[Natural language region descriptions]

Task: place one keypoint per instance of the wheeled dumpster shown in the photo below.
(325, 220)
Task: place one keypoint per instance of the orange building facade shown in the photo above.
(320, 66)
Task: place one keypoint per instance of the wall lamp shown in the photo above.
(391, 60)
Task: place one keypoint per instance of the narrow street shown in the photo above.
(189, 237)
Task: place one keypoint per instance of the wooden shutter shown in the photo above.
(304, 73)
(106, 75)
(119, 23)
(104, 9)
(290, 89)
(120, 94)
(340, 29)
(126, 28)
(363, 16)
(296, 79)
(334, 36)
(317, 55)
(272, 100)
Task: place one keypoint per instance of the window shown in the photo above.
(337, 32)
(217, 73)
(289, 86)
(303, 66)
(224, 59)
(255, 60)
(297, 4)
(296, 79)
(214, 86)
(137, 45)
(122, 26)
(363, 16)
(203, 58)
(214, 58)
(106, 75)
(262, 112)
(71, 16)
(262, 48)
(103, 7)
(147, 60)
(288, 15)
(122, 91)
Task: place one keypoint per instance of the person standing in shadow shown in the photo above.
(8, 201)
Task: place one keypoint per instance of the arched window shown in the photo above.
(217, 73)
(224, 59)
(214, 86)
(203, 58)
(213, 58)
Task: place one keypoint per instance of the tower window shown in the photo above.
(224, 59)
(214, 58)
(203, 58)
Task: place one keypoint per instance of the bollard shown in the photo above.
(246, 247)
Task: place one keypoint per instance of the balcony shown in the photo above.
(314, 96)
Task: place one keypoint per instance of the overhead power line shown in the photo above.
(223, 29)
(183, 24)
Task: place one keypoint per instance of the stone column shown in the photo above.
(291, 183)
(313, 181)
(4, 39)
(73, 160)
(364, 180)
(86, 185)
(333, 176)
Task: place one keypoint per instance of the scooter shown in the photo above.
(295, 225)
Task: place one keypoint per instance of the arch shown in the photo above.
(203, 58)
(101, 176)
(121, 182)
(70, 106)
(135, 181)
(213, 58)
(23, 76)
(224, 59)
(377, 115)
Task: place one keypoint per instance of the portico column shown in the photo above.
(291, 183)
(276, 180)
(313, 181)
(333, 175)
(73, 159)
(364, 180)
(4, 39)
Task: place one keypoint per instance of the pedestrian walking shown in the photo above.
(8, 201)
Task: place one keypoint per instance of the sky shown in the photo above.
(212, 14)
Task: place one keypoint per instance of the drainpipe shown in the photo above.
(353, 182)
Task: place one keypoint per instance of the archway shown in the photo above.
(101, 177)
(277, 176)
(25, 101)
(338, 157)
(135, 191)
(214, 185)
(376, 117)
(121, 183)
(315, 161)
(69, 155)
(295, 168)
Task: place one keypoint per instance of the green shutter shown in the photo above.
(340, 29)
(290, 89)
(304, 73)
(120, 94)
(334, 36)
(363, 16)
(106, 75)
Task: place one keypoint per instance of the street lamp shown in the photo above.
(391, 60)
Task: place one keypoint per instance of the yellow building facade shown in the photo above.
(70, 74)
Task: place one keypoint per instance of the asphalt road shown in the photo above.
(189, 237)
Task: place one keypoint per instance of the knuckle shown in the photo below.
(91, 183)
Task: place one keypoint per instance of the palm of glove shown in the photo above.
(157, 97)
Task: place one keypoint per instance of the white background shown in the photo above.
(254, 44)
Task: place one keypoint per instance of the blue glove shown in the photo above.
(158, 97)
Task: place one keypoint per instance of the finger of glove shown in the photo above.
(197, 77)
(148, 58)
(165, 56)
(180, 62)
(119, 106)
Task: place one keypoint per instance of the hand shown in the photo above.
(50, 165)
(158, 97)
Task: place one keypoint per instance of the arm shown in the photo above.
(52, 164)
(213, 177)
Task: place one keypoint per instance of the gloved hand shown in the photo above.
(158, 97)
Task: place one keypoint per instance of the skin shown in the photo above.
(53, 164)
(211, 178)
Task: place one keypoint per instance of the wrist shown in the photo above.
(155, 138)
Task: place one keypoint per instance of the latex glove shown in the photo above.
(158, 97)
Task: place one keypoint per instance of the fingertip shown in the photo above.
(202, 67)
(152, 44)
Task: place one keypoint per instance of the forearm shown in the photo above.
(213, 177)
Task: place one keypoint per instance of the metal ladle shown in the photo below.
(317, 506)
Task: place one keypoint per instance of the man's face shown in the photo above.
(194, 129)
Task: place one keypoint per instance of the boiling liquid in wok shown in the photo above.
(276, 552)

PROBLEM> All the entries above should come back exactly as they are written.

ANSWER BELOW>
Task: place one keypoint per instance of the wheeled dumpster shown in the photo below.
(325, 220)
Task: place one keypoint per instance of the orange building facade shown in the photo above.
(320, 66)
Task: place one keypoint per instance of the wall lamp shown in the photo above.
(391, 60)
Task: place one keypoint per instance of the narrow street shown in the photo above.
(189, 237)
Task: place one keypoint per instance of the wooden shutter shown in the photo above.
(304, 73)
(106, 75)
(119, 23)
(104, 9)
(290, 89)
(120, 94)
(340, 29)
(126, 28)
(363, 16)
(296, 79)
(334, 36)
(317, 55)
(272, 100)
Task: place one keypoint per instance of the window shown in the photo above.
(337, 32)
(217, 73)
(289, 86)
(303, 66)
(224, 59)
(255, 60)
(297, 4)
(296, 79)
(214, 86)
(137, 45)
(122, 26)
(363, 16)
(203, 58)
(214, 58)
(106, 75)
(262, 112)
(71, 16)
(262, 48)
(103, 7)
(147, 60)
(288, 15)
(122, 91)
Task: place one keypoint per instance of the person standing in shadow shown in the photo above.
(8, 201)
Task: place one keypoint per instance of the arched window shown in the photo above.
(217, 73)
(224, 59)
(214, 86)
(203, 58)
(213, 58)
Task: place one keypoint per instance of the tower window shown in the photo above.
(224, 59)
(214, 58)
(203, 58)
Task: place one keypoint per instance of the bollard shown in the photo above.
(246, 247)
Task: place one keypoint per instance of the balcony shown in the photo above.
(314, 96)
Task: place one keypoint per instance of the overhead power line shown in the photo above.
(223, 29)
(183, 24)
Task: place one keypoint per instance of the stone column shown in the photo above.
(291, 183)
(313, 181)
(4, 39)
(73, 160)
(364, 180)
(86, 185)
(333, 176)
Task: place one keypoint per instance of the scooter shown in the photo above.
(295, 225)
Task: place one keypoint per instance of the arch shown in the photo above.
(203, 58)
(101, 176)
(121, 182)
(70, 106)
(135, 181)
(213, 58)
(23, 76)
(224, 59)
(377, 115)
Task: place one keypoint per instance of the portico column shown in the photo above.
(291, 183)
(276, 180)
(313, 181)
(333, 175)
(73, 159)
(364, 180)
(4, 39)
Task: place one keypoint per instance of the pedestrian walking shown in the photo above.
(8, 201)
Task: place one keypoint per instance of the sky shown in the photo above.
(212, 14)
Task: place one keypoint per instance of the drainpipe shown in the photo above.
(353, 182)
Task: place one keypoint per instance of the archway shown in the photo above.
(101, 177)
(277, 176)
(25, 101)
(338, 157)
(135, 191)
(214, 185)
(376, 117)
(121, 183)
(315, 161)
(69, 155)
(295, 168)
Task: place one keypoint per instance of the green shutter shown in the photo above.
(340, 29)
(290, 89)
(304, 73)
(120, 94)
(334, 36)
(363, 16)
(106, 75)
Task: place one keypoint per instance of the street lamp shown in the photo above.
(391, 60)
Task: place one keypoint per instance of the yellow building facade shown in the photo above.
(70, 74)
Task: place one keypoint per instance of the asphalt road shown in the photo above.
(189, 237)
Task: place one keypoint per instance of the knuckle shown in the photo below.
(91, 183)
Task: place one keypoint per instance of the palm of glove shown in the photo above.
(157, 97)
Task: place one keypoint per instance of the white background shown in the photo above.
(254, 44)
Task: place one keypoint per instance of the blue glove shown in the photo above.
(158, 97)
Task: place one keypoint per instance of the finger of glove shown in the photo above.
(197, 77)
(148, 58)
(165, 56)
(180, 62)
(119, 106)
Task: place one keypoint per instance of the hand shown in the photo above.
(50, 165)
(158, 97)
Task: place one keypoint per instance of the arm shown in the photo above.
(52, 164)
(213, 177)
Task: place one keypoint per instance of the gloved hand shown in the photo above.
(158, 97)
Task: place one keypoint per instance of the skin shown in the photo above.
(53, 164)
(211, 178)
Task: place one keypoint per instance of the wrist shown in the photo above.
(155, 138)
Task: place one keypoint per instance of the latex glove shown in the photo above.
(158, 97)
Task: place one keypoint per instance of the fingertip shown in the photo above.
(202, 67)
(152, 44)
Task: place one keypoint per instance of the forearm shown in the photo above.
(213, 177)
Task: place one keypoint per instance of the metal ladle shown in the photo below.
(317, 506)
Task: place one keypoint per instance of the man's face shown in the photo above.
(194, 129)
Task: place one keypoint per instance of the boiling liquid in wok shown in the photo above.
(276, 552)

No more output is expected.